[Set task] How many lines in the entries below contain the word "pink"? Reply with the number alone.

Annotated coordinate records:
******

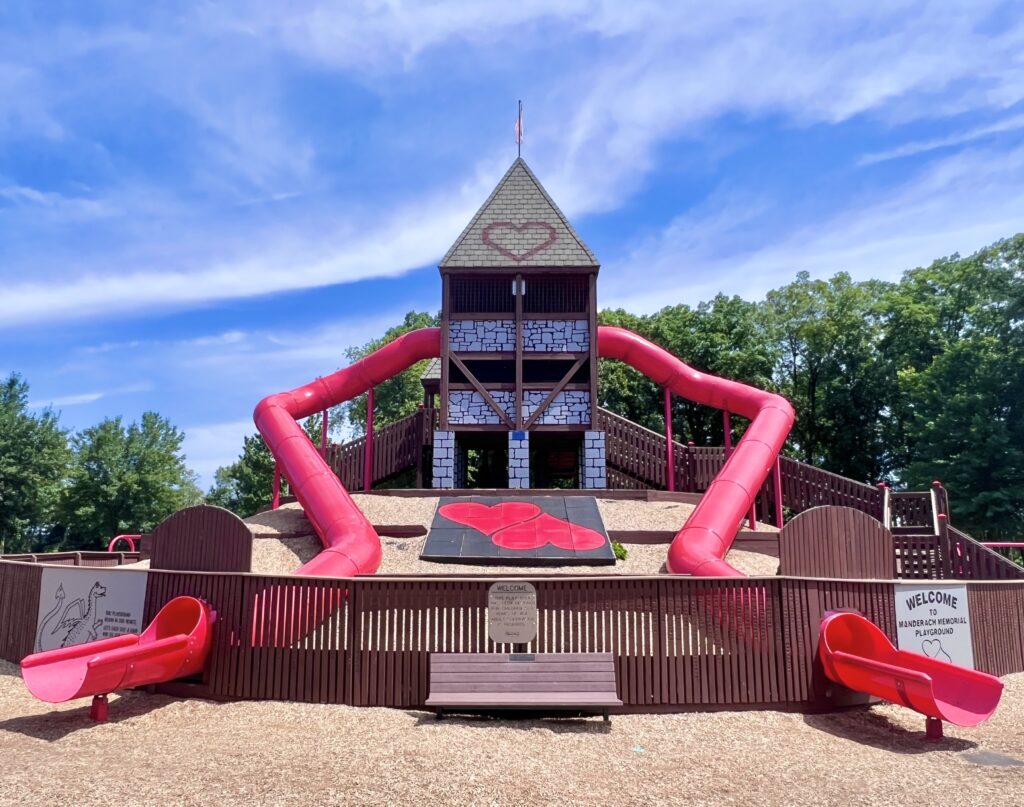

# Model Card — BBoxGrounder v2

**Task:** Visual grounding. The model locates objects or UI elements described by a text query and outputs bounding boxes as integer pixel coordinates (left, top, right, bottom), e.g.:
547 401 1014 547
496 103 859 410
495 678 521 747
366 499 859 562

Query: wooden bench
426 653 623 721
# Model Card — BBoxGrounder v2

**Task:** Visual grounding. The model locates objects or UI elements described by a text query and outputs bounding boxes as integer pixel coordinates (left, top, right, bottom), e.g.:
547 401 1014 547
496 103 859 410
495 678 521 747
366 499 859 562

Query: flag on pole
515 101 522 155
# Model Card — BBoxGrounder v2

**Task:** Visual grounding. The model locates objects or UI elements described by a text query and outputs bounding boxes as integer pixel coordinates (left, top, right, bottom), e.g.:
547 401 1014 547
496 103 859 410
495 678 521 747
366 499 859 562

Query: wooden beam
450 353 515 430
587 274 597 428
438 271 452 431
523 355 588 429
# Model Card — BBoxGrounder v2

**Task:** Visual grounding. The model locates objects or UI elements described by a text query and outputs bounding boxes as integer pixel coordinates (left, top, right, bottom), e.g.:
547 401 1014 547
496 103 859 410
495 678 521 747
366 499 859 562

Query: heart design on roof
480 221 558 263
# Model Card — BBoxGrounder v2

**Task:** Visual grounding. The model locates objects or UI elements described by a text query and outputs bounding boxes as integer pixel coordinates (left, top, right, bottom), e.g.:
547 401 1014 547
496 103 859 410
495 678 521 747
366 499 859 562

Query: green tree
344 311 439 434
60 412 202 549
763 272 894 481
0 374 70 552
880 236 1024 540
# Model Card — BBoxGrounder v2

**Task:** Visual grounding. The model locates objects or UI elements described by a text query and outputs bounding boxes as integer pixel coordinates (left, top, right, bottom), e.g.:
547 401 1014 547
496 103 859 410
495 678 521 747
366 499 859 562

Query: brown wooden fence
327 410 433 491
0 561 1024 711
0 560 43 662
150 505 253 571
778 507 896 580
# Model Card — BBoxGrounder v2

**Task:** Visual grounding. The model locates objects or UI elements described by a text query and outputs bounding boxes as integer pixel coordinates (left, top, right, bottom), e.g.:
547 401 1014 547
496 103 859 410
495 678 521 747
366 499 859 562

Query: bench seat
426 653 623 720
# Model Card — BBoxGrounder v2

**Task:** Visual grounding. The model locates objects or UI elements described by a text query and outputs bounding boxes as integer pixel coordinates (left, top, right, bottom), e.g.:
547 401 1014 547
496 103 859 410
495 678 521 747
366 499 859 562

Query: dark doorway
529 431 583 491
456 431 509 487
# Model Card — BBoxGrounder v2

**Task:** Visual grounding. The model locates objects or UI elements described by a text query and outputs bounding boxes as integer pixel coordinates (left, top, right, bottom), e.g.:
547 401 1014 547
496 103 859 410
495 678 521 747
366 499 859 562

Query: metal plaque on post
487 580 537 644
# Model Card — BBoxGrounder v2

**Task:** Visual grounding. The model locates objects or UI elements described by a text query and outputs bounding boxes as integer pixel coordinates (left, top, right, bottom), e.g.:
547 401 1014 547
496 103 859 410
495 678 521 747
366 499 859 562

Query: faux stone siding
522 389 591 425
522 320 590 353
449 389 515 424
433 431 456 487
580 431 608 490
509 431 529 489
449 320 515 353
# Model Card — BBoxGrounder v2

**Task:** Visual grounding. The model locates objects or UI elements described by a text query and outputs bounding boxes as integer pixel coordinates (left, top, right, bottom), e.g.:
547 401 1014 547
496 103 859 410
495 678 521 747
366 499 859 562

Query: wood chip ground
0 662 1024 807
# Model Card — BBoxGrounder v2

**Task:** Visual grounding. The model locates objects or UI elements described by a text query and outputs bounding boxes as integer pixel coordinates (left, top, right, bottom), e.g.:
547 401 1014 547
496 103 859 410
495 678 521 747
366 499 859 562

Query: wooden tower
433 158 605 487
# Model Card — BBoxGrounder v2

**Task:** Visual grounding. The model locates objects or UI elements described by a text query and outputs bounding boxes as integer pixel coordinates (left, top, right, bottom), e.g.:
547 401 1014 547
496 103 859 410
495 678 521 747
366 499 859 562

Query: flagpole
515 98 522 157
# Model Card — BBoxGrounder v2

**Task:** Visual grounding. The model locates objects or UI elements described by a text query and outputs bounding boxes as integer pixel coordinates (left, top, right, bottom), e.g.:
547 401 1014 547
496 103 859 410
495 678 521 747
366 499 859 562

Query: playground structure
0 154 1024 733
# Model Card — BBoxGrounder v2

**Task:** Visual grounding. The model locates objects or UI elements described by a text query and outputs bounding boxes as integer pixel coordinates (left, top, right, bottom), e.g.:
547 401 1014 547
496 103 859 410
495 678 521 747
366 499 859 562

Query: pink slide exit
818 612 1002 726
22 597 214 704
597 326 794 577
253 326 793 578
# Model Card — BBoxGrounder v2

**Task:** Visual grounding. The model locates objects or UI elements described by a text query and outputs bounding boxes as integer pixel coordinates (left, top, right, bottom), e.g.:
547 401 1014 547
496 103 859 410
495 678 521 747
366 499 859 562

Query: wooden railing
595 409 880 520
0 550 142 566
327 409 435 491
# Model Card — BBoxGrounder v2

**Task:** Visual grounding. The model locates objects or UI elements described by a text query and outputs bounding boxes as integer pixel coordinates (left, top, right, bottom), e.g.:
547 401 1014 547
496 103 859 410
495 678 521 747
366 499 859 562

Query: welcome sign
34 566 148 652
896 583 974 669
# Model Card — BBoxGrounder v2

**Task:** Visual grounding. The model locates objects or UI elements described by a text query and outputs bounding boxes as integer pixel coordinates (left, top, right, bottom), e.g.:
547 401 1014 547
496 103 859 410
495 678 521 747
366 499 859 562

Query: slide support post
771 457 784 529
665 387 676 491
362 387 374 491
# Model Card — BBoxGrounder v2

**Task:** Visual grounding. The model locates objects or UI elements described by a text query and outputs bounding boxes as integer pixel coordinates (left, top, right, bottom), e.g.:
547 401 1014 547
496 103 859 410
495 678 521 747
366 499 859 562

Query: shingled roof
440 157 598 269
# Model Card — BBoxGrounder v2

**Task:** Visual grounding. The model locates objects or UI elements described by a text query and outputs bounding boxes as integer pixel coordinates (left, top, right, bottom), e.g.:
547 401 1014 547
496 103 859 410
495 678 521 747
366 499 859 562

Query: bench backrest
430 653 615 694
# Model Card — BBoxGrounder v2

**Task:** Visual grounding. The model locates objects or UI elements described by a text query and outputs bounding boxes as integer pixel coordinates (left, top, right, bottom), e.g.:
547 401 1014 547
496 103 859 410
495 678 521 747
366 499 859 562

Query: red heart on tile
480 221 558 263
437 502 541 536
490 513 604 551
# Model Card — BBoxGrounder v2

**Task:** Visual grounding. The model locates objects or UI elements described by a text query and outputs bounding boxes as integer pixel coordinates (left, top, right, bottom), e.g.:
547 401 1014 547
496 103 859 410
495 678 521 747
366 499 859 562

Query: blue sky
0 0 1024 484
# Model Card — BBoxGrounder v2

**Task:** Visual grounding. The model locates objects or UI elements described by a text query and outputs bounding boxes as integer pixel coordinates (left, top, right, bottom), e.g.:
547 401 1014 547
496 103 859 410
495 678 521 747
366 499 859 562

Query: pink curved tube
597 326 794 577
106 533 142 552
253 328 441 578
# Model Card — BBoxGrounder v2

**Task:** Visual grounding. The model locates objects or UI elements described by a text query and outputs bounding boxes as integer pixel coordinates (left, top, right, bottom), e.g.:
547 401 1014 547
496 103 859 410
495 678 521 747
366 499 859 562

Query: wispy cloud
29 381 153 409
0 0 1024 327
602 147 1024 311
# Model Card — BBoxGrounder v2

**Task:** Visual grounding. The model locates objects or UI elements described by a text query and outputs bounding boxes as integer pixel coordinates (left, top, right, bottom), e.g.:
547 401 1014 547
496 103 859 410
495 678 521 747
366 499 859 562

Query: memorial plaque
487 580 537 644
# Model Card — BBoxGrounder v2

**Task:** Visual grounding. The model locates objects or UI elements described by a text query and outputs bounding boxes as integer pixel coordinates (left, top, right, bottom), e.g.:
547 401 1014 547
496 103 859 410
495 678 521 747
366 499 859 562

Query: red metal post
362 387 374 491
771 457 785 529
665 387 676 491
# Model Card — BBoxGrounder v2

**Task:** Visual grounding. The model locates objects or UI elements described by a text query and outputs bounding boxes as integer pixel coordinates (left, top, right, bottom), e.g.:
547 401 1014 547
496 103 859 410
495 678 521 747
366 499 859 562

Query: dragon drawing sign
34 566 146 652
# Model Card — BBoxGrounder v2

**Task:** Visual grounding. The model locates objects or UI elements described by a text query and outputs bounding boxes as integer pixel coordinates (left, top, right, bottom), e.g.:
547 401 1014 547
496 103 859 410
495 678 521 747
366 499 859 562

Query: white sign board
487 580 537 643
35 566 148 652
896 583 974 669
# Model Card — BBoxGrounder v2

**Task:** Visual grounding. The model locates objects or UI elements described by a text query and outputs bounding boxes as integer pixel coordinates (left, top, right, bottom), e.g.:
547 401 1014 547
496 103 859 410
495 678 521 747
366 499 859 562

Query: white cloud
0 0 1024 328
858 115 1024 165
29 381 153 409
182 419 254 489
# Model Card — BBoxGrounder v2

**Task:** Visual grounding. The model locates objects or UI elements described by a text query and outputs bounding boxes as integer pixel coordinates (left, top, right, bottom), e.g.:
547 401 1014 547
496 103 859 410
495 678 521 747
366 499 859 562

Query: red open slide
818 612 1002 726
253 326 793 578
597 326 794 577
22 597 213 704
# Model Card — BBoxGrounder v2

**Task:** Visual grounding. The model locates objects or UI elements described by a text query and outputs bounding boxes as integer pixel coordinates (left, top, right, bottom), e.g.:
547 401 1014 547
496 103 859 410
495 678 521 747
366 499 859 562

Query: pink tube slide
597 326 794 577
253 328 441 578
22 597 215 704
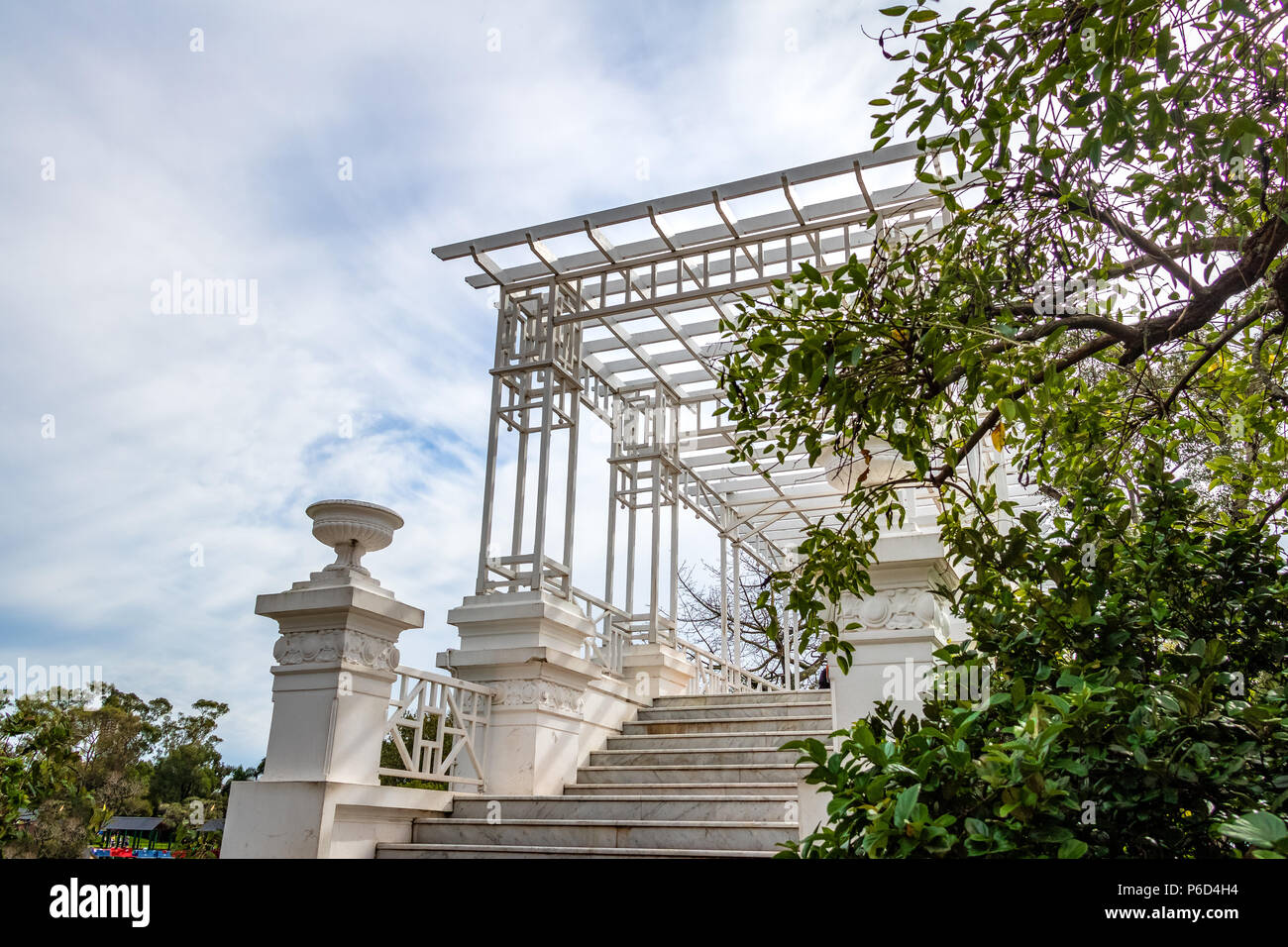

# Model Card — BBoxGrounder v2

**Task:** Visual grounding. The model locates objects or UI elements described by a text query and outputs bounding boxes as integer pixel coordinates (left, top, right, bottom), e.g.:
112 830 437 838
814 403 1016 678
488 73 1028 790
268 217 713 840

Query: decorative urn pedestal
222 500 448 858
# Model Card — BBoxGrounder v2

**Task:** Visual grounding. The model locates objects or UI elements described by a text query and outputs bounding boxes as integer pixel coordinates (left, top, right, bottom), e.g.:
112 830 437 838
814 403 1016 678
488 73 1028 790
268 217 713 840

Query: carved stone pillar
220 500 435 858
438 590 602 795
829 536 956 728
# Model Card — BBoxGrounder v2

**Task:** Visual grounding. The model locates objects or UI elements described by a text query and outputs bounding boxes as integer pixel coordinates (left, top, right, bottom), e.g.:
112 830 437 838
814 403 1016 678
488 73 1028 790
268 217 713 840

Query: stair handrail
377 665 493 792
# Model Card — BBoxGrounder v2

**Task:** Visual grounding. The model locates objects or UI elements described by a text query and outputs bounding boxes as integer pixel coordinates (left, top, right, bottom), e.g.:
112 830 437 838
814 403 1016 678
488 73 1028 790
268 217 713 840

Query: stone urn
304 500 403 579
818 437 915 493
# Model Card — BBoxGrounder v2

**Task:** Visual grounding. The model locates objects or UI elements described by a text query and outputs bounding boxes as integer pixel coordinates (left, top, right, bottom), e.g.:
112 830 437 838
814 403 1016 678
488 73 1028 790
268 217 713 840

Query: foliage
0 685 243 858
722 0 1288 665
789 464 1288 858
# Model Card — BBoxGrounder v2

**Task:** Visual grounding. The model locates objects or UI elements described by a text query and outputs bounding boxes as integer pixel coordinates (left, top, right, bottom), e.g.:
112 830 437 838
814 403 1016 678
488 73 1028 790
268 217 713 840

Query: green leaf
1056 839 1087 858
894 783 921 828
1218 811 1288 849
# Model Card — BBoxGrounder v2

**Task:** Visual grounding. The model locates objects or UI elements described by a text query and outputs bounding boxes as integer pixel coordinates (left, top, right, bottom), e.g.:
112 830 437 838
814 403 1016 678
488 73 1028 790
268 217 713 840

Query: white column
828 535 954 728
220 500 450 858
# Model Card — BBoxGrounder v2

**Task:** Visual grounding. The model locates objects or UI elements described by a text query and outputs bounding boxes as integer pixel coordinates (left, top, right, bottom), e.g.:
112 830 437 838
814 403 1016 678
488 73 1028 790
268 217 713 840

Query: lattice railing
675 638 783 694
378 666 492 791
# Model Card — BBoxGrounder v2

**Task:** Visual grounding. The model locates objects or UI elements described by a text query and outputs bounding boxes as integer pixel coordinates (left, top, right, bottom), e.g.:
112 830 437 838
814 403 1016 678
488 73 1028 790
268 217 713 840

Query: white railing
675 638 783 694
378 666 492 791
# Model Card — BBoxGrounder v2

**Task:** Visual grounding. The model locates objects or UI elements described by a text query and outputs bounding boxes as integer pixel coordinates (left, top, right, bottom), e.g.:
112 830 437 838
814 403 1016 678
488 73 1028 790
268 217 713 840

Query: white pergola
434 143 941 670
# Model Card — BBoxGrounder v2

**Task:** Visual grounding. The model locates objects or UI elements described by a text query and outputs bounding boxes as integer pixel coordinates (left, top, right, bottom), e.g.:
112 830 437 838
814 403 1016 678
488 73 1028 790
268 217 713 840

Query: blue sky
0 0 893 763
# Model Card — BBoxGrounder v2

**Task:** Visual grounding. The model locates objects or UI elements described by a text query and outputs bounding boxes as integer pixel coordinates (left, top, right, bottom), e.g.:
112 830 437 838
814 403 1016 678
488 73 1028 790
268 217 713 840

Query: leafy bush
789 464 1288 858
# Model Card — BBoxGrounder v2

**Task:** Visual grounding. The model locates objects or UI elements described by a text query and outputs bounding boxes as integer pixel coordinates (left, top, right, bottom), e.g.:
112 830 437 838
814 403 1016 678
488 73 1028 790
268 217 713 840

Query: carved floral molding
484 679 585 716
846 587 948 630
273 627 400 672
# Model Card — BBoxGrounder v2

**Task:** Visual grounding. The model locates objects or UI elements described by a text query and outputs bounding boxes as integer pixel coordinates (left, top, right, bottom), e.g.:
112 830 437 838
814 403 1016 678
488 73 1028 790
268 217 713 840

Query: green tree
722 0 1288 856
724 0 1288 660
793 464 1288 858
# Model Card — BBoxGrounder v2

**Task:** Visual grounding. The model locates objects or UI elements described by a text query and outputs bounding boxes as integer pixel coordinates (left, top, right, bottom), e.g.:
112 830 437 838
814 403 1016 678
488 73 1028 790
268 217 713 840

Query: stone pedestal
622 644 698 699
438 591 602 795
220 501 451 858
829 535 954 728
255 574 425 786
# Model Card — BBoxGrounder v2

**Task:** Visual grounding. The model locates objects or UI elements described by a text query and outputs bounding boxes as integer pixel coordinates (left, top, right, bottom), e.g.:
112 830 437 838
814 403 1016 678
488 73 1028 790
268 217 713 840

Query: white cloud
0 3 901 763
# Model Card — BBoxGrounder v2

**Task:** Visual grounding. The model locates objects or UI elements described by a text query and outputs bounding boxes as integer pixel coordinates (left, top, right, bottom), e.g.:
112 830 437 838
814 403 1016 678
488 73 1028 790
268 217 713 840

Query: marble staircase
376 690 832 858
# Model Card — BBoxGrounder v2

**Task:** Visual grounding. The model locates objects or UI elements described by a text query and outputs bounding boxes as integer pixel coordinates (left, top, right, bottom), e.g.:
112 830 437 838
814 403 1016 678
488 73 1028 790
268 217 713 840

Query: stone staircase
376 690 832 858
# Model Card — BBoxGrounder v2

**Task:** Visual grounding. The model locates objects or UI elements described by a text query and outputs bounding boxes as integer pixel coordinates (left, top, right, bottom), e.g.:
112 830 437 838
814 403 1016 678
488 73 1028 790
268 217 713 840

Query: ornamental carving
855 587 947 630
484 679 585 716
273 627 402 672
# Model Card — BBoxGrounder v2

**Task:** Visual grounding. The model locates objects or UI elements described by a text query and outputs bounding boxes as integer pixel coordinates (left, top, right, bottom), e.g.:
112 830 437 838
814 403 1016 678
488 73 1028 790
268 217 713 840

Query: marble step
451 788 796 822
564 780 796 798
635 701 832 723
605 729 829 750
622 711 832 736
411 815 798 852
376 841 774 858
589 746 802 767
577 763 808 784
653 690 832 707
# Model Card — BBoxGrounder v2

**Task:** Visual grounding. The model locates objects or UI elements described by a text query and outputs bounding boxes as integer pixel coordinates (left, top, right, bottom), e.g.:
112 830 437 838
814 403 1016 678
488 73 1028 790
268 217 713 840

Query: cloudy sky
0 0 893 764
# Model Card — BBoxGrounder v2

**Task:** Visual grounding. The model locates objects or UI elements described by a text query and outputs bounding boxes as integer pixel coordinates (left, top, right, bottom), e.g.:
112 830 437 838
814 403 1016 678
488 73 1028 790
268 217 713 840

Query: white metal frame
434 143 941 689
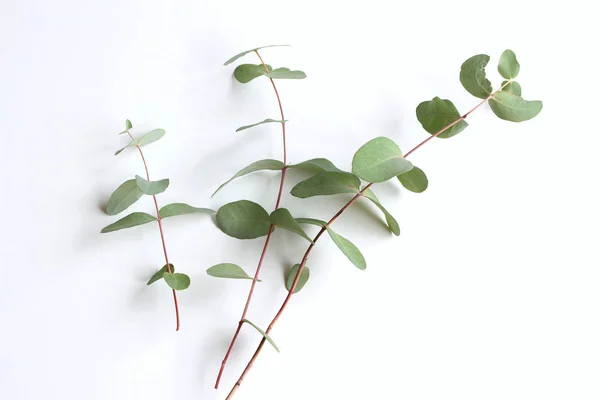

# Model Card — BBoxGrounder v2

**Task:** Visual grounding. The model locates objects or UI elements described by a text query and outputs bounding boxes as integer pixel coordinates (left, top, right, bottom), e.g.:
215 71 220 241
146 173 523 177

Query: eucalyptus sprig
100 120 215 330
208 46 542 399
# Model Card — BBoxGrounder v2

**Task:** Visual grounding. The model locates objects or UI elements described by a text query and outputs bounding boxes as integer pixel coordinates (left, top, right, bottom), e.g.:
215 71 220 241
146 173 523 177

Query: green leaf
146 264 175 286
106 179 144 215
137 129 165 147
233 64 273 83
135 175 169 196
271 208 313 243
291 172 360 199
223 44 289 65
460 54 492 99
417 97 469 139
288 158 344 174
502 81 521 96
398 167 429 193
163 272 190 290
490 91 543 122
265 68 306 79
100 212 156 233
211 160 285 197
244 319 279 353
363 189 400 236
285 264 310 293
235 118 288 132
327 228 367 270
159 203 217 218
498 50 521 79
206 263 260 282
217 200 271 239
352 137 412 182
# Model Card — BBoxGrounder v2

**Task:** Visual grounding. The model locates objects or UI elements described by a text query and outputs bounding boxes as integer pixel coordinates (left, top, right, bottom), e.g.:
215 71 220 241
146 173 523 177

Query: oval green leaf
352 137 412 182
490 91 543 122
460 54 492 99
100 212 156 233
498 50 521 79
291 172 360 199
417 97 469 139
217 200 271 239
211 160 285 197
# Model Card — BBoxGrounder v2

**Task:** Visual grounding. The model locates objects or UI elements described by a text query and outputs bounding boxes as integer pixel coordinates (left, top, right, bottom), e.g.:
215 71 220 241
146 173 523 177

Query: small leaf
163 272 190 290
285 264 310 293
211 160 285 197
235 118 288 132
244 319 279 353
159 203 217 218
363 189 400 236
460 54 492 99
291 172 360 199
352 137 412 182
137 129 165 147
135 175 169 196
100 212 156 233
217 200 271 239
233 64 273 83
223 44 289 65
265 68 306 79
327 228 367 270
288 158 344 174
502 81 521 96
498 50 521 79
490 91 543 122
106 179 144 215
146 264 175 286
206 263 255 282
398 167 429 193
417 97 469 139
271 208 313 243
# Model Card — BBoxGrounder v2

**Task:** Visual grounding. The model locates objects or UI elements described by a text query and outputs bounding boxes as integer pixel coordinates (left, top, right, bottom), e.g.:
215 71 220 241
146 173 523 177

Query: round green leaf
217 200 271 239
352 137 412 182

******

[Correct answer] 3